• [ENTRADAS DEL CONJUNTO]:
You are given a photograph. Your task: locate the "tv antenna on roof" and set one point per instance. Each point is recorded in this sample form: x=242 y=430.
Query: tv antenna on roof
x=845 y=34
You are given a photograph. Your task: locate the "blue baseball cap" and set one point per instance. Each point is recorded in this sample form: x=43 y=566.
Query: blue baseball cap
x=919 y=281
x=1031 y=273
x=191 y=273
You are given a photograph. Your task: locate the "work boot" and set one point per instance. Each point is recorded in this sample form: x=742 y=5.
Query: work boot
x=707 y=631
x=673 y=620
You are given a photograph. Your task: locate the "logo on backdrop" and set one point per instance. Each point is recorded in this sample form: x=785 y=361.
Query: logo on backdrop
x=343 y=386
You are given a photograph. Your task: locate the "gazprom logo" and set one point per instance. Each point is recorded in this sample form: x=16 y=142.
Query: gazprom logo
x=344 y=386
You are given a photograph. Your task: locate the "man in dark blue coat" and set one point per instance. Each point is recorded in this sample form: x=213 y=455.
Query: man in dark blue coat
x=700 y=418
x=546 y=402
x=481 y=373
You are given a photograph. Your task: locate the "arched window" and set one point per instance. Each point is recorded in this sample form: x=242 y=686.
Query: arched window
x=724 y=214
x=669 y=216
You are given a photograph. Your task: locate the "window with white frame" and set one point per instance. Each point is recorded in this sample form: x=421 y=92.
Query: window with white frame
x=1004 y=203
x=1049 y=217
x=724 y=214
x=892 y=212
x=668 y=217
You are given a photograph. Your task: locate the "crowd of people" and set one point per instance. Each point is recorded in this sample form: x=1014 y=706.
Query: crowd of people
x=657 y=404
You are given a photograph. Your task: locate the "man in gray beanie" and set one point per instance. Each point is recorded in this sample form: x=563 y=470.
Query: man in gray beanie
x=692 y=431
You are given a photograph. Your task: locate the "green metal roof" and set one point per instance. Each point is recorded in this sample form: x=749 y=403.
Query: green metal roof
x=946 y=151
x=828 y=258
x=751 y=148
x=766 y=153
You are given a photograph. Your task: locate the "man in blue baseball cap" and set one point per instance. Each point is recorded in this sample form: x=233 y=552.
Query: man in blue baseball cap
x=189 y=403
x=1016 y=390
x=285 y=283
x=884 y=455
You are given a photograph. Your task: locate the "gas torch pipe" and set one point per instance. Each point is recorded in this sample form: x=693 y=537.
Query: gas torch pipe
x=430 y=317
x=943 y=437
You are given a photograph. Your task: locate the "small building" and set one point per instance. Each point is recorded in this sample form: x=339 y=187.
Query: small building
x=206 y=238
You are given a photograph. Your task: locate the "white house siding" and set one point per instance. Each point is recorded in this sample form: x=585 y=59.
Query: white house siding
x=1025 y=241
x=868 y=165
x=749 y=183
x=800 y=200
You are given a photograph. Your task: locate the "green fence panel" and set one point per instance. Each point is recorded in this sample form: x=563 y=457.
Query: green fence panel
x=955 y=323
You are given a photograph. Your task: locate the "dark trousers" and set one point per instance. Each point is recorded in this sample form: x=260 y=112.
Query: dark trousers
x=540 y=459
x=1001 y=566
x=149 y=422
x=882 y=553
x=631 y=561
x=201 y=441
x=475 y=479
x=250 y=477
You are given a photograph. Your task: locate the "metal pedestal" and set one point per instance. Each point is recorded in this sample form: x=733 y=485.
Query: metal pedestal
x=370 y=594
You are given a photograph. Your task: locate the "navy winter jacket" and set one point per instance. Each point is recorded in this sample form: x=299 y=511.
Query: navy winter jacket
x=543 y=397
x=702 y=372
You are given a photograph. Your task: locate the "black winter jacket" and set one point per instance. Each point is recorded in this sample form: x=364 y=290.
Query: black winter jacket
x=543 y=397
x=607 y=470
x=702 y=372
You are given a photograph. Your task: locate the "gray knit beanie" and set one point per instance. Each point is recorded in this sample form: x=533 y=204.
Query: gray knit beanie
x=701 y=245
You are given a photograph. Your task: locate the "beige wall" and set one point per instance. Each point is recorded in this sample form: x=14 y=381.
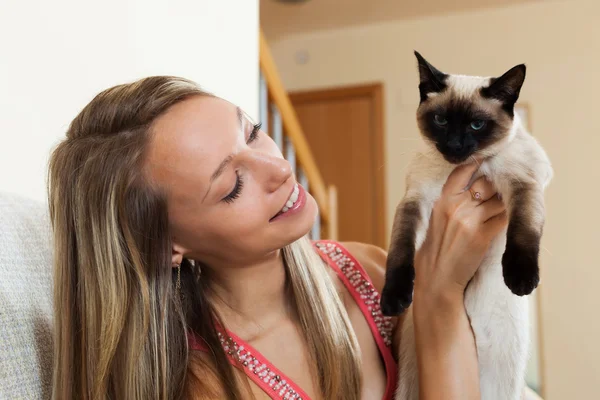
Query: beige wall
x=56 y=55
x=560 y=42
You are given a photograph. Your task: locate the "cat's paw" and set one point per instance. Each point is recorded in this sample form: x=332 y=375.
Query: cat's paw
x=520 y=269
x=397 y=293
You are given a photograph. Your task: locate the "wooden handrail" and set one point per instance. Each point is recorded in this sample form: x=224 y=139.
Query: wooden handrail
x=292 y=128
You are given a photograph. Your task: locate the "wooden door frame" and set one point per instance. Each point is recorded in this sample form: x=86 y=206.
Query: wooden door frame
x=373 y=91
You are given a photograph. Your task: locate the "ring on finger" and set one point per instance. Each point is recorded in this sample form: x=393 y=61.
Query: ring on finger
x=475 y=195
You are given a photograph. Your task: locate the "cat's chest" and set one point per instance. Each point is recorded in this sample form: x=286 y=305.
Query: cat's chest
x=431 y=185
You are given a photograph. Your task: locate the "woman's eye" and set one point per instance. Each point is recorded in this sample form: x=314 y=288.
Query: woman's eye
x=440 y=120
x=477 y=125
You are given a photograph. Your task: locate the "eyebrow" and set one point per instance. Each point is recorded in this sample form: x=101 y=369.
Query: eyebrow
x=221 y=168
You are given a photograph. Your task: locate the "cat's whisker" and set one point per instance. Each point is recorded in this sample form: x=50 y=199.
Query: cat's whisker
x=547 y=251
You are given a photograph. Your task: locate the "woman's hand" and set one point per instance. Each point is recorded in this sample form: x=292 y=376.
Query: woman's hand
x=460 y=231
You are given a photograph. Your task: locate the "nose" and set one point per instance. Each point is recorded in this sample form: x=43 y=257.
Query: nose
x=455 y=144
x=270 y=170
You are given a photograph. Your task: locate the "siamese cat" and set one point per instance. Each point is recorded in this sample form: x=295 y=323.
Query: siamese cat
x=461 y=117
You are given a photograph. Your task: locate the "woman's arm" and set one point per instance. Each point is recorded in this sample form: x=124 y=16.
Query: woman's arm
x=459 y=234
x=446 y=333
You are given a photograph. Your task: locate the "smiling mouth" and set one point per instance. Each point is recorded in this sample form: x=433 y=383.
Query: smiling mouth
x=291 y=201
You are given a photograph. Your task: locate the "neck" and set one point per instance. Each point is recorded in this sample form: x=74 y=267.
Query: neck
x=250 y=299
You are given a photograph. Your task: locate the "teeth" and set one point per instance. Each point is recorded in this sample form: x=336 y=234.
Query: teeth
x=293 y=198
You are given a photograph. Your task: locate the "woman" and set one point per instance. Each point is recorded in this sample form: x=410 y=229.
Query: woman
x=180 y=244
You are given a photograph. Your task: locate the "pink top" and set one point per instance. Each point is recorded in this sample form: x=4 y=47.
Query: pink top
x=276 y=384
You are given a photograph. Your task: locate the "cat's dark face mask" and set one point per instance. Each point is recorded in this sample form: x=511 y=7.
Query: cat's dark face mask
x=462 y=116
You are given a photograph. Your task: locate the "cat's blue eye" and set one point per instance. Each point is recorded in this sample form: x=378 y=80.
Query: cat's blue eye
x=440 y=120
x=477 y=125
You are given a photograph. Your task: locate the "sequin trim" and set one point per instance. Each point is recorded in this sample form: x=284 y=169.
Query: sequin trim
x=368 y=294
x=243 y=357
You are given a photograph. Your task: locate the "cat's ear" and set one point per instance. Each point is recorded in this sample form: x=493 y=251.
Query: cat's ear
x=432 y=80
x=508 y=87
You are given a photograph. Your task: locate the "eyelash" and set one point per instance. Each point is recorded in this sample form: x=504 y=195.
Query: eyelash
x=239 y=183
x=254 y=134
x=235 y=193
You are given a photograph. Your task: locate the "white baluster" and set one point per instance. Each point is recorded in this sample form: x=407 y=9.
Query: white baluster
x=277 y=125
x=263 y=100
x=290 y=153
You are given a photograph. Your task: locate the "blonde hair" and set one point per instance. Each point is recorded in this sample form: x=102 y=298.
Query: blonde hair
x=120 y=326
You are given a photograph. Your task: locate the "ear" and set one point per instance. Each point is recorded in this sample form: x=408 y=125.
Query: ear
x=507 y=88
x=177 y=253
x=431 y=80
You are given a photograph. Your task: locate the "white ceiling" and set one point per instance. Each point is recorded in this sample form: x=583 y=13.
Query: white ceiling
x=279 y=19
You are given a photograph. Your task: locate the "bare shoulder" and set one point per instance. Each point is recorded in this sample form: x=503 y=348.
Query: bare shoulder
x=203 y=380
x=372 y=258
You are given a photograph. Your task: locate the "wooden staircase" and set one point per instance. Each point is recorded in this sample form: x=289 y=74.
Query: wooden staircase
x=281 y=123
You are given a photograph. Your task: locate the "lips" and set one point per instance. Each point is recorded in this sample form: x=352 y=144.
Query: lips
x=294 y=202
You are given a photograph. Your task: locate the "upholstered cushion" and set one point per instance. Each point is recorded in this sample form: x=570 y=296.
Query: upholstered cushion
x=25 y=299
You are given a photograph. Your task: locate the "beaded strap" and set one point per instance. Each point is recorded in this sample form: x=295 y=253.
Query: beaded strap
x=257 y=368
x=278 y=386
x=359 y=283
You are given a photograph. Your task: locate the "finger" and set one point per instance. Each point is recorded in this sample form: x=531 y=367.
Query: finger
x=460 y=177
x=491 y=208
x=484 y=188
x=496 y=224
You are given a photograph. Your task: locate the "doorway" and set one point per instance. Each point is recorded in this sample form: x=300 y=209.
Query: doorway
x=344 y=128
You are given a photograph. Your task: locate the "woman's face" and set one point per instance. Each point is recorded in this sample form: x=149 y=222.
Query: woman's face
x=227 y=184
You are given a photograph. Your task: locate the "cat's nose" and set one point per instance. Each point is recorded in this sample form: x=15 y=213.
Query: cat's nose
x=454 y=145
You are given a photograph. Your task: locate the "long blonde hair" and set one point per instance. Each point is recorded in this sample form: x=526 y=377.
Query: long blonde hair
x=120 y=326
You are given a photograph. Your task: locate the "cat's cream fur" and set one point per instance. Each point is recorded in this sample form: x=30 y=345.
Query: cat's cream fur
x=499 y=318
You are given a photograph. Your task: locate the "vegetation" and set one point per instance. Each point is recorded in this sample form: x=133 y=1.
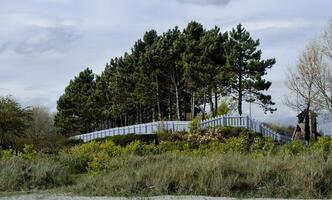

• [TAREA PENDIENTE]:
Reescribe como lista JSON de cadenas, una por línea y sin incluir líneas en blanco, las entradas desde el comienzo hasta la línea que contiene "x=668 y=217", ambas incluidas.

• [RESPUESTA DEL EJERCICIO]:
[
  "You are given a photograph. Your task: locate the \"tv antenna on roof\" and set one point per instance. Each point is recorded in this sample form: x=242 y=430.",
  "Query: tv antenna on roof",
  "x=845 y=34",
  "You are given a photograph. Your task: locate the \"blue baseball cap\" and set one point per instance. Each point is recorded in this sample form: x=43 y=566.",
  "Query: blue baseball cap",
  "x=919 y=281",
  "x=1031 y=273",
  "x=191 y=273",
  "You are given a photograph. Your task: locate the \"work boot\" and set one point per instance. Each point is recorded in this sample form: x=742 y=5.",
  "Query: work boot",
  "x=707 y=631",
  "x=673 y=620",
  "You are given a photograph. Your task: locate the \"logo on backdrop\" and set one point per instance. Each point is recorded in this sample form: x=785 y=361.",
  "Query: logo on backdrop",
  "x=343 y=386",
  "You are given a photograph. Your task: locate the \"gazprom logo\" and set one point per instance. Each point is recorded in this sample form: x=16 y=142.",
  "Query: gazprom logo",
  "x=344 y=386",
  "You are given a photograph. Your task: locate the \"man in dark blue coat\" and set one point per instance. Each point is recorded in this sample form: x=213 y=455.",
  "Query: man in dark blue coat",
  "x=700 y=418",
  "x=546 y=402",
  "x=481 y=373",
  "You are given a photograph. Your task: locate the \"arched window\" and set one point per instance. Each point is recorded in this sample form: x=242 y=686.",
  "Query: arched window",
  "x=724 y=214",
  "x=669 y=216",
  "You are given a photograph. Your task: locate the \"window with white frame\" and set one point per instance. Each point is recorded in this sample form: x=421 y=92.",
  "Query: window with white frame",
  "x=1004 y=203",
  "x=1049 y=217",
  "x=724 y=214",
  "x=892 y=212",
  "x=668 y=217"
]